At Metric, my latest accounting AI automation startup, we’ve built complex interconnected pipelines that query an LLM with multiple transactions and invoices.

Of course, the entire flow from beginning to end needs to be tested. Given the manual effort of uploading files and the long wait for LLM responses, we had to automate the entire test.

In the automation, I found many cases where an initial part of the test went correctly but a latter part got stuck and errored. Retrying from start would need at least ~1-2 minutes of waiting for all the initial cases to be processed, and I could not delete the initial cases either because the latter were connected with the response from the initial tests.

So I really had only one option — figure out how to save the state of a test frequently and allow resuming the test if there’s a crash.

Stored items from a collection

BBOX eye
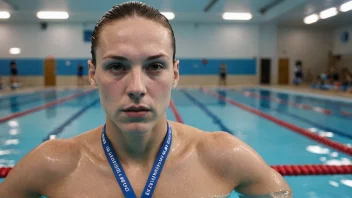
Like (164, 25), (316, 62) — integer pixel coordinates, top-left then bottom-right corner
(146, 63), (165, 72)
(108, 63), (127, 73)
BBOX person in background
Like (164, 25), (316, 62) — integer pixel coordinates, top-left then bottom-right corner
(293, 61), (303, 85)
(342, 72), (352, 91)
(77, 63), (84, 87)
(10, 60), (19, 90)
(0, 77), (4, 90)
(219, 63), (227, 86)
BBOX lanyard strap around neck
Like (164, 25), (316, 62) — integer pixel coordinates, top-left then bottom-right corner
(101, 123), (172, 198)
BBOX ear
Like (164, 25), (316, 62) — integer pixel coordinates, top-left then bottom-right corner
(172, 60), (180, 88)
(88, 60), (97, 88)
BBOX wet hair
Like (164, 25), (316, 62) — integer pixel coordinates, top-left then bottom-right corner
(91, 1), (176, 65)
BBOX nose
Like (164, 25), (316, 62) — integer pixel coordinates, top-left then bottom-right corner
(126, 67), (146, 101)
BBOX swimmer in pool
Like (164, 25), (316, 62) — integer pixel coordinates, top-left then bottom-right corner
(0, 2), (291, 198)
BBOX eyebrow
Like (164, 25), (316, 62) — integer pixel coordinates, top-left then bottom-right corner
(103, 54), (169, 61)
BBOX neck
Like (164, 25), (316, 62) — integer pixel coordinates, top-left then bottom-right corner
(106, 117), (167, 166)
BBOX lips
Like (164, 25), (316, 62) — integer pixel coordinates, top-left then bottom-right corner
(122, 106), (150, 118)
(122, 106), (150, 112)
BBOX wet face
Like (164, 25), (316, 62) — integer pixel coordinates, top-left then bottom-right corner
(89, 18), (179, 132)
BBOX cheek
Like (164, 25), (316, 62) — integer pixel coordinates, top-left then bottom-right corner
(149, 77), (172, 106)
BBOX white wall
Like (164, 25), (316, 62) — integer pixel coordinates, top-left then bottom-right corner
(277, 28), (332, 82)
(0, 23), (259, 58)
(173, 23), (259, 58)
(333, 26), (352, 72)
(257, 24), (278, 84)
(0, 23), (90, 58)
(333, 26), (352, 56)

§ TASK PROMPT
Please transcribe the stretch of the test-automation text from "At Metric, my" through "the entire test.".

§ SOLUTION TO THIS TASK
At Metric, my latest accounting AI automation startup, we’ve built complex interconnected pipelines that query an LLM with multiple transactions and invoices.

Of course, the entire flow from beginning to end needs to be tested. Given the manual effort of uploading files and the long wait for LLM responses, we had to automate the entire test.